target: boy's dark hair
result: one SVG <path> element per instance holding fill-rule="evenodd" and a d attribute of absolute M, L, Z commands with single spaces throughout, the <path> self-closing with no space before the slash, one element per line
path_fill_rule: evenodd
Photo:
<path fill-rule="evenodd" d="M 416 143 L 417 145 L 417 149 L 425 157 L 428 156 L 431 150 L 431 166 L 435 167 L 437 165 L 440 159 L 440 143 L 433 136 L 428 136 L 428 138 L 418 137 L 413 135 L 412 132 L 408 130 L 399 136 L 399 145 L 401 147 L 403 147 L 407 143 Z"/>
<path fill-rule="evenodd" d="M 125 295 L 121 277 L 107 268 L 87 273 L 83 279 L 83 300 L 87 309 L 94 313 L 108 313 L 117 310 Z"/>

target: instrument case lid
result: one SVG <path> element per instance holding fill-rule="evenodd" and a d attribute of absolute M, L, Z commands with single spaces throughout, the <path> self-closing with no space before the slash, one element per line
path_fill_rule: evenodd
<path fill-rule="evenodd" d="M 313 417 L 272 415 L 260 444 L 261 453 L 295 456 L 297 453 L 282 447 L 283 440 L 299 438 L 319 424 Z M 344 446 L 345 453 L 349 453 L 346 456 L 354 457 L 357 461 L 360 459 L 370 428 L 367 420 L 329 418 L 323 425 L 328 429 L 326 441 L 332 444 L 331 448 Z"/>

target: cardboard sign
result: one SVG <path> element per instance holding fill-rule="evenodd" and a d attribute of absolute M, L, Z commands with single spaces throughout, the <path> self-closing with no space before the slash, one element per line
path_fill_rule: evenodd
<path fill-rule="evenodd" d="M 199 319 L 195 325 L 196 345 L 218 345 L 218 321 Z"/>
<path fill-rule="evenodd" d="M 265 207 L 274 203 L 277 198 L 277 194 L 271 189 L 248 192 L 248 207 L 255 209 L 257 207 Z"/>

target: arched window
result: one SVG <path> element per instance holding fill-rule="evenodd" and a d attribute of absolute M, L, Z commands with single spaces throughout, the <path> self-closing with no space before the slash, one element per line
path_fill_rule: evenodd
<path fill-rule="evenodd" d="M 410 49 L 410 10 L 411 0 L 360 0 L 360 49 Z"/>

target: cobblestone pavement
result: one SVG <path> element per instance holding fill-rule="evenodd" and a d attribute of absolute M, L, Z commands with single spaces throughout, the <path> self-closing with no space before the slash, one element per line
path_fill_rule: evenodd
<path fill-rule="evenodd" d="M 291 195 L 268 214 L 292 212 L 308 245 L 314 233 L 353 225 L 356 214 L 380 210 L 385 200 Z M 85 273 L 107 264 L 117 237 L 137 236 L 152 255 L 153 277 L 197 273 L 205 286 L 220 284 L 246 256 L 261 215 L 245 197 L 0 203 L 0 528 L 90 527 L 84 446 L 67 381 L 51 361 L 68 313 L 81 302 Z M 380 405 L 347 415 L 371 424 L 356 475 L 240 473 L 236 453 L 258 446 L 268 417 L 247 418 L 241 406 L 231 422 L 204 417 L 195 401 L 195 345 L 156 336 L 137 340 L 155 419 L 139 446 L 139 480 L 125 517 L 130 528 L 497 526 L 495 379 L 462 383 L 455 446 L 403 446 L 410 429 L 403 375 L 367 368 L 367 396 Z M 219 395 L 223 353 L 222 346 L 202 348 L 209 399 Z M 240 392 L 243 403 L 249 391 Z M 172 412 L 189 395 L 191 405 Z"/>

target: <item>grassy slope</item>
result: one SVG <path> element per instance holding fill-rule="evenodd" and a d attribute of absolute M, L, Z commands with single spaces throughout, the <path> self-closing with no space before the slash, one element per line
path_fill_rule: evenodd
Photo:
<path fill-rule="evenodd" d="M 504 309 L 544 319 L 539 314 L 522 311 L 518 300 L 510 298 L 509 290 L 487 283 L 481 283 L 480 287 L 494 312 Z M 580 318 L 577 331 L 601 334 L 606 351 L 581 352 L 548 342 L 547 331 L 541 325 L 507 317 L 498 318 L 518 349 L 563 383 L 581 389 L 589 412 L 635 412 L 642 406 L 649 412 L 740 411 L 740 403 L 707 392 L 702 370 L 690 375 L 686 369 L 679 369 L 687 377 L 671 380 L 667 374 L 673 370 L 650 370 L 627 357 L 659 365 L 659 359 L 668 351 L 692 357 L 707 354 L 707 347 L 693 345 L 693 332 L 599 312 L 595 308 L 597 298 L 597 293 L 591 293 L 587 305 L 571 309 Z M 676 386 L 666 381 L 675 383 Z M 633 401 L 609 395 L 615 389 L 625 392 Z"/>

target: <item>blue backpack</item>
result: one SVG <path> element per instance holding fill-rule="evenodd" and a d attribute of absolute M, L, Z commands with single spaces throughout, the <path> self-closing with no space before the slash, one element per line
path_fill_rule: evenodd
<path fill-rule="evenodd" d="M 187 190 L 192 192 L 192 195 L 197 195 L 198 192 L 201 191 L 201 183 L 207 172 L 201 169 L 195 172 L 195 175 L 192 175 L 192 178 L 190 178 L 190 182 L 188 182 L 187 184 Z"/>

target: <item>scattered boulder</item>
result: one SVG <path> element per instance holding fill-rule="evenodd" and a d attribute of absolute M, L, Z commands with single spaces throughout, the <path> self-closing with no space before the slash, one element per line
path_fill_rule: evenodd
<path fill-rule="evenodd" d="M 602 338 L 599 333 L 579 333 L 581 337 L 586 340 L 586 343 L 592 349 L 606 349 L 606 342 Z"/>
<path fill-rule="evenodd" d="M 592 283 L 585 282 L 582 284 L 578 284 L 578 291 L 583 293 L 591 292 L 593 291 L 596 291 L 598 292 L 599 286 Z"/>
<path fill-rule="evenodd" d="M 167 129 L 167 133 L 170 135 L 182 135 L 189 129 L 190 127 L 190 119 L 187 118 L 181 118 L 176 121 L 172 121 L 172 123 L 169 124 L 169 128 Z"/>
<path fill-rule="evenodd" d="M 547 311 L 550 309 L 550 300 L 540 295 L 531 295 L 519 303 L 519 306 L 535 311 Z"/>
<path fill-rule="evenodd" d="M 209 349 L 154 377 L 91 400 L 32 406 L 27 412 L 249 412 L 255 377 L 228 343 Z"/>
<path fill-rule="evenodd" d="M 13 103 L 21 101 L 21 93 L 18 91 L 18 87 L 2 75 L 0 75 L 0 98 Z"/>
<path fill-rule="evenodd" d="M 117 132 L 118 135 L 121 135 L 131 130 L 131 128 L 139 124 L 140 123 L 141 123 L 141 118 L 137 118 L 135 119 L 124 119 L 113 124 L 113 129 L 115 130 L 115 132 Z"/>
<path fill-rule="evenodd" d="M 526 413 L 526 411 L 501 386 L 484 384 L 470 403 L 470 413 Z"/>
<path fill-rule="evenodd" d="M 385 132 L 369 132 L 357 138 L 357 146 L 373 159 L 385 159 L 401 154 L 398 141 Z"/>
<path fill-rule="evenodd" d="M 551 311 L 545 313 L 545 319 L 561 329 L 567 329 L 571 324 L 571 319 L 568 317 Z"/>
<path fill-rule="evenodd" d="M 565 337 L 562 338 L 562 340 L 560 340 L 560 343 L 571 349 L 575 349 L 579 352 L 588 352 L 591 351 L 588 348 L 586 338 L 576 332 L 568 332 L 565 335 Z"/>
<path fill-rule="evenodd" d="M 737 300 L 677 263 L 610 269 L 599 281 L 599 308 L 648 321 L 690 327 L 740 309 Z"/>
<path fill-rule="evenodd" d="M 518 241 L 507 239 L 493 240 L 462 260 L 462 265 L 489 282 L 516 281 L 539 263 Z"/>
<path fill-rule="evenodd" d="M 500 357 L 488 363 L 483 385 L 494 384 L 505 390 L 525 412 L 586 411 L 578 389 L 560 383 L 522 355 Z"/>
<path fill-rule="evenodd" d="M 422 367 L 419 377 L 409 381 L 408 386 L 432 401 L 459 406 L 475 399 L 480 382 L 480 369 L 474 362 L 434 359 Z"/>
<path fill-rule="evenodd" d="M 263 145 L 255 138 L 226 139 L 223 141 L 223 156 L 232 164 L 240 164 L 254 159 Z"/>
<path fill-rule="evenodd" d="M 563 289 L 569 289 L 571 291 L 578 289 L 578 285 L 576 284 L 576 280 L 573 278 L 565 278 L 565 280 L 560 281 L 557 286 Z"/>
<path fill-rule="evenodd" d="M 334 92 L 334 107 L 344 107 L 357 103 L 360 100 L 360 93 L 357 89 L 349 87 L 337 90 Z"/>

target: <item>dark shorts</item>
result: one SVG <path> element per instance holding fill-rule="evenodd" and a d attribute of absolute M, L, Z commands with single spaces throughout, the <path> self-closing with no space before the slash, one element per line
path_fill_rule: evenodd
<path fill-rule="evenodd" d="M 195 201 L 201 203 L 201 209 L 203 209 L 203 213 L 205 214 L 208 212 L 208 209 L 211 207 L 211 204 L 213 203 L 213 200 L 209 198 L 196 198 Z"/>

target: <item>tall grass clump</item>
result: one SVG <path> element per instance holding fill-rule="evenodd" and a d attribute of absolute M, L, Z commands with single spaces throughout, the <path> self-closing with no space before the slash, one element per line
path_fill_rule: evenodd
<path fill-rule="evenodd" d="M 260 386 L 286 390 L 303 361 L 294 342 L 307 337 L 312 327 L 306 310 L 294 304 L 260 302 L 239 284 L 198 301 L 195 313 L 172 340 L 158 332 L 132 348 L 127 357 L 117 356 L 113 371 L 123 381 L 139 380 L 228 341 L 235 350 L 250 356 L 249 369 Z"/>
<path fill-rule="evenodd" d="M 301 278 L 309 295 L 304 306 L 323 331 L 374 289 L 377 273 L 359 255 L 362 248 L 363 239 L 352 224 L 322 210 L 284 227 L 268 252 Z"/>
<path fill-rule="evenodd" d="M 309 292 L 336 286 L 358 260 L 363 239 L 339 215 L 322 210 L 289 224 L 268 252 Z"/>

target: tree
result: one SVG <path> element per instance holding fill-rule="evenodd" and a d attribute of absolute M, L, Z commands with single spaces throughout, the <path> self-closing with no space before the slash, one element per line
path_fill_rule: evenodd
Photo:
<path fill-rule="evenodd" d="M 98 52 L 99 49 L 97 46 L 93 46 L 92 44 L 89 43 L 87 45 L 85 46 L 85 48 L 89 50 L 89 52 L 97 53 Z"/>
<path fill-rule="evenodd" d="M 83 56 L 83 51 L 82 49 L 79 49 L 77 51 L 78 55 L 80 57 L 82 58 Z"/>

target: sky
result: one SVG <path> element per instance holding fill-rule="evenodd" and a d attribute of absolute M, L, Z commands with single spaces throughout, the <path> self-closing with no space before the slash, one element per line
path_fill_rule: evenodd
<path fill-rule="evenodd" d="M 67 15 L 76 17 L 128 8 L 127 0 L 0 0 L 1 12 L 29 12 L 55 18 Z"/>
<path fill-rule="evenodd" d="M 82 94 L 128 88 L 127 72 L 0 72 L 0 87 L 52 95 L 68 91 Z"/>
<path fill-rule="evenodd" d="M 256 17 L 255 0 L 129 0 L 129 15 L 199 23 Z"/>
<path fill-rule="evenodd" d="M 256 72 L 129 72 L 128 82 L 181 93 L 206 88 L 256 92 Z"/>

● ● ● ● ● ● ●

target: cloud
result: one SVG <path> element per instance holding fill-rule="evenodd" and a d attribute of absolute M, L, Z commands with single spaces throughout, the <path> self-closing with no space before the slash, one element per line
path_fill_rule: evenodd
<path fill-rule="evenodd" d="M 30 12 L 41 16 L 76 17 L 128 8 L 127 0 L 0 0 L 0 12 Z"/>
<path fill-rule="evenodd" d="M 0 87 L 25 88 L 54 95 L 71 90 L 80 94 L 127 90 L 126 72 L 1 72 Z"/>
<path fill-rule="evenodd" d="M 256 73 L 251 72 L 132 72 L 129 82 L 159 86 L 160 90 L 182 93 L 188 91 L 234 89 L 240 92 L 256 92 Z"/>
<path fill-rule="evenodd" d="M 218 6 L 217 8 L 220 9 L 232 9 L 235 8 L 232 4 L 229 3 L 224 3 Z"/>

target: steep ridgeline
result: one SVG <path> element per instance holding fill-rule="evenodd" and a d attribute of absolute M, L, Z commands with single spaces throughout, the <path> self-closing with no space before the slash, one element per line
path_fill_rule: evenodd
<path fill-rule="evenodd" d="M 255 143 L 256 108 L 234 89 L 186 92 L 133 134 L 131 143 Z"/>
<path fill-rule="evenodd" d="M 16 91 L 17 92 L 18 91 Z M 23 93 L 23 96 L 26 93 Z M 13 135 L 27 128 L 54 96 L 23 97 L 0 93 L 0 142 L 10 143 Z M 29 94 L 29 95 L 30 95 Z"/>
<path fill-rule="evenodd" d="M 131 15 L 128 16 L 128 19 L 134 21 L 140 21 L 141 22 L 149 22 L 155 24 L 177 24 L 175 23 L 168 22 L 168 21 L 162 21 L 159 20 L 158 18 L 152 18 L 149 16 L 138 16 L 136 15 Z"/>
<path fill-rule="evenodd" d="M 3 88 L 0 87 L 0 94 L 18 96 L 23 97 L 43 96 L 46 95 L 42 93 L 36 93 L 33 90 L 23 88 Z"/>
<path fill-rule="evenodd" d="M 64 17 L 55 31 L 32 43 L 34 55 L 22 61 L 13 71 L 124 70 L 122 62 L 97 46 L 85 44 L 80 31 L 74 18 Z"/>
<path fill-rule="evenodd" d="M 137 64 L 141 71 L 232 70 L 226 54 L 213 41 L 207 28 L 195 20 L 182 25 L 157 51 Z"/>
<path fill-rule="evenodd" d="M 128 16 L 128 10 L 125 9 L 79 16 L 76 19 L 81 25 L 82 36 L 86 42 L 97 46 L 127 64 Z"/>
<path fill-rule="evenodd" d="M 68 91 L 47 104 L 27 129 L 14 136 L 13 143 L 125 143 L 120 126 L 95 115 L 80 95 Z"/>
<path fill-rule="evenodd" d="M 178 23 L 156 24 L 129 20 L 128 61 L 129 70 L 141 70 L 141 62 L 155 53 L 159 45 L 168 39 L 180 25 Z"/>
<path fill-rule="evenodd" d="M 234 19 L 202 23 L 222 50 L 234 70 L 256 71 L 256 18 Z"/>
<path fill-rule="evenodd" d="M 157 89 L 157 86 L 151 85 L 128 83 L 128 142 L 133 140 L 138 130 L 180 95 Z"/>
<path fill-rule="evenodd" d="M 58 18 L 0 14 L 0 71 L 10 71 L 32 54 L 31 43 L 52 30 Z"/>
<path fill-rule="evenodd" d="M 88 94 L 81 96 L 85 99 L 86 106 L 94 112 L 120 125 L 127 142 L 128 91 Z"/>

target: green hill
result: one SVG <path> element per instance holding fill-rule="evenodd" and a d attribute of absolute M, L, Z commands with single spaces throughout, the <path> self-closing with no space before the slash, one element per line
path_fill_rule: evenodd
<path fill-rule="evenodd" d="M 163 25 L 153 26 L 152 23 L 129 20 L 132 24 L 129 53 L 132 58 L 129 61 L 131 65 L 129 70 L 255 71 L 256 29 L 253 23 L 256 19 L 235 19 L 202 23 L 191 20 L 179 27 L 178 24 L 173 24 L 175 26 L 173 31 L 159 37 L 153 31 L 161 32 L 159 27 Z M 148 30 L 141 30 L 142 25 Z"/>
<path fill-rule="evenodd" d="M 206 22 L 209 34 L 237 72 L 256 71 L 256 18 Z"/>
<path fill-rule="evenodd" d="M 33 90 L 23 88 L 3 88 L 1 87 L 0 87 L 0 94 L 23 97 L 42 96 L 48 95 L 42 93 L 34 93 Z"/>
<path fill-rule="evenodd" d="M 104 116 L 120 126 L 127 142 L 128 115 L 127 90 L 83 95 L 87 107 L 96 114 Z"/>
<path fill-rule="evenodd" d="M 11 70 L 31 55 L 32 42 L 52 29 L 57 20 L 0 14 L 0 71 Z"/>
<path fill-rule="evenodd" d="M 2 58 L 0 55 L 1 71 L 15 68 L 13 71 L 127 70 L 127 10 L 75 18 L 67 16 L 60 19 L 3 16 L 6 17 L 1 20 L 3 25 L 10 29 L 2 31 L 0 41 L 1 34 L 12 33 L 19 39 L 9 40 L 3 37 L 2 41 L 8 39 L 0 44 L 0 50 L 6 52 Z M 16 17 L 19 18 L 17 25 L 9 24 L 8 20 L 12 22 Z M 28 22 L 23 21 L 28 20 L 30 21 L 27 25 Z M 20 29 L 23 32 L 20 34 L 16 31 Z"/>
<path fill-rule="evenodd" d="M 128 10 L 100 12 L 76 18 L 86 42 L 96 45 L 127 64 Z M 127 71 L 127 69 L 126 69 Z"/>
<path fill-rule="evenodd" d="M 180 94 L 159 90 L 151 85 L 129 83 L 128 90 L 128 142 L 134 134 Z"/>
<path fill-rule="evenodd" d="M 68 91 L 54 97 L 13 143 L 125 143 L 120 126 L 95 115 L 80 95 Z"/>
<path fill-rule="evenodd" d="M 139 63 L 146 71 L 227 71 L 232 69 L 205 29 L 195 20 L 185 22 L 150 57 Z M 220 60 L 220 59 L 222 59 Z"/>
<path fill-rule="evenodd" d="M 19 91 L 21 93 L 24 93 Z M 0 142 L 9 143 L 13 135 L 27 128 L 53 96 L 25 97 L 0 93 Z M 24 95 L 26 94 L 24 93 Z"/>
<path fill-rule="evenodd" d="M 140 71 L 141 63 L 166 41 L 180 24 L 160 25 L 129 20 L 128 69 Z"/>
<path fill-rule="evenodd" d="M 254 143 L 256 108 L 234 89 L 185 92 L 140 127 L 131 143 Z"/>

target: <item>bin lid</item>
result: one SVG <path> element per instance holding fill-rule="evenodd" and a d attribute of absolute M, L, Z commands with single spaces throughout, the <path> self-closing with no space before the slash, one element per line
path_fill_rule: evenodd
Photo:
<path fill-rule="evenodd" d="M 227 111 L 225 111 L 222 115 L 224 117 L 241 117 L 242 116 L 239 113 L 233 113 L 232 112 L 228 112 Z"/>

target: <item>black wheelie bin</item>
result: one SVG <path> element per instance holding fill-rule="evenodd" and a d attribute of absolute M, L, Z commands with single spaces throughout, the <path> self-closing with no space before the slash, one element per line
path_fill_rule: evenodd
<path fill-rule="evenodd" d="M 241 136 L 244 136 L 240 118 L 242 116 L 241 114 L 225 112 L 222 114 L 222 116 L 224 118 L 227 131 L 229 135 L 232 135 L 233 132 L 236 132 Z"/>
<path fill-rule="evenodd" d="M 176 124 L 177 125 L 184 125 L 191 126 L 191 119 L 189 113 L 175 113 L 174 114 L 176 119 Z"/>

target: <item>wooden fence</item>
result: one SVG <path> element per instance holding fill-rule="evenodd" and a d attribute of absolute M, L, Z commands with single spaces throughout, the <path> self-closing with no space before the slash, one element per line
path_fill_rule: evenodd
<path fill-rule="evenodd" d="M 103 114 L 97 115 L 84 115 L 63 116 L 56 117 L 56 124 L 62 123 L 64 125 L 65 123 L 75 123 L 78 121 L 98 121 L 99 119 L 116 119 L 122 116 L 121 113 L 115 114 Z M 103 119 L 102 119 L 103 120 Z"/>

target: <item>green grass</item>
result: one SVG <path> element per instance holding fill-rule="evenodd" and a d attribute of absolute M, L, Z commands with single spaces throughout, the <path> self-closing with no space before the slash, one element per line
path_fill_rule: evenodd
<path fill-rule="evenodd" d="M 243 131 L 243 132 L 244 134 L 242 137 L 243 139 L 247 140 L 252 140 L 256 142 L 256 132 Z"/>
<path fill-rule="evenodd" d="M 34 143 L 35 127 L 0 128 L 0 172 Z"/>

● ● ● ● ● ● ●

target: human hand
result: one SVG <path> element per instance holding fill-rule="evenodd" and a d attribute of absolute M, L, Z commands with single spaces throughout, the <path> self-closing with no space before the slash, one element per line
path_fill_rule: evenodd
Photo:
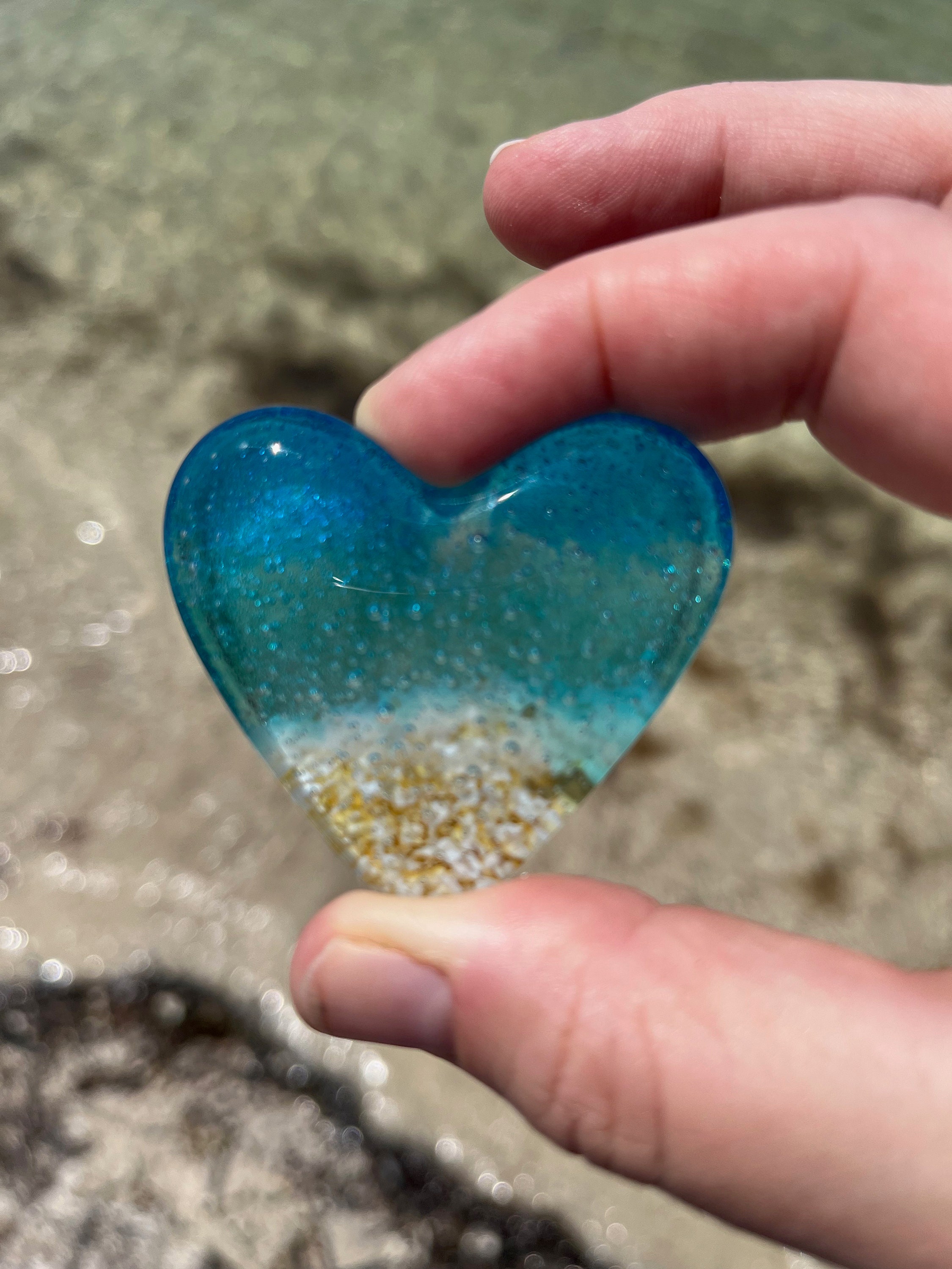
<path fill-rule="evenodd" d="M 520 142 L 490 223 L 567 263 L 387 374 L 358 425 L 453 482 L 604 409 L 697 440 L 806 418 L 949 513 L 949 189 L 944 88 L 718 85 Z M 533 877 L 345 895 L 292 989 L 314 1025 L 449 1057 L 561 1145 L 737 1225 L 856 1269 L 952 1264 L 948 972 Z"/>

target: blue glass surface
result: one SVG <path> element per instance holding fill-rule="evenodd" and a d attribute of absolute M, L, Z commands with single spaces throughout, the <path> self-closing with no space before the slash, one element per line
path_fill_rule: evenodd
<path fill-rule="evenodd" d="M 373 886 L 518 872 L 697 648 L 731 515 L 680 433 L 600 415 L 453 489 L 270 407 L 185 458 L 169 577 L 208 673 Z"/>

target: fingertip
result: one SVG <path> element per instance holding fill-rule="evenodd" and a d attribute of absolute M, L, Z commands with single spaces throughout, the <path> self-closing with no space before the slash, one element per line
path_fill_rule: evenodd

● ● ● ● ● ● ●

_What to do_. Convert the lines of the records from the one containing "target: boy's dark hair" through the one containing "313 417 L 272", both included, into a Markdown table with the columns Row and Record line, numbering each line in order and leaving out blank lines.

_Expected output_.
| Row | Record line |
|---|---|
| 1 | target: boy's dark hair |
| 2 | result: one SVG <path> element per instance holding fill-rule="evenodd" and a d attribute of absolute M, L, Z commands with single spaces throughout, the <path> self-closing with no space before the slash, one element per line |
| 3 | path_fill_rule: evenodd |
| 4 | Photo: |
| 5 | <path fill-rule="evenodd" d="M 416 143 L 417 145 L 417 149 L 425 157 L 428 156 L 431 150 L 431 166 L 435 167 L 437 165 L 440 159 L 440 143 L 433 136 L 428 136 L 428 138 L 418 137 L 413 135 L 412 132 L 408 130 L 399 136 L 399 145 L 401 147 L 403 147 L 407 143 Z"/> |
| 6 | <path fill-rule="evenodd" d="M 125 295 L 121 277 L 107 268 L 87 273 L 83 279 L 83 300 L 87 309 L 94 313 L 108 313 L 117 310 Z"/> |
| 7 | target: instrument case lid |
| 8 | result: one SVG <path> element per instance holding fill-rule="evenodd" and a d attribute of absolute M, L, Z commands with single spaces throughout, the <path> self-closing with no space before the slash, one element per line |
| 9 | path_fill_rule: evenodd |
| 10 | <path fill-rule="evenodd" d="M 313 417 L 272 415 L 260 444 L 261 453 L 295 456 L 297 453 L 282 447 L 283 440 L 299 438 L 319 424 Z M 344 446 L 345 453 L 349 453 L 346 456 L 354 457 L 357 461 L 360 459 L 370 428 L 367 420 L 329 418 L 323 425 L 328 429 L 326 441 L 332 444 L 331 448 Z"/> |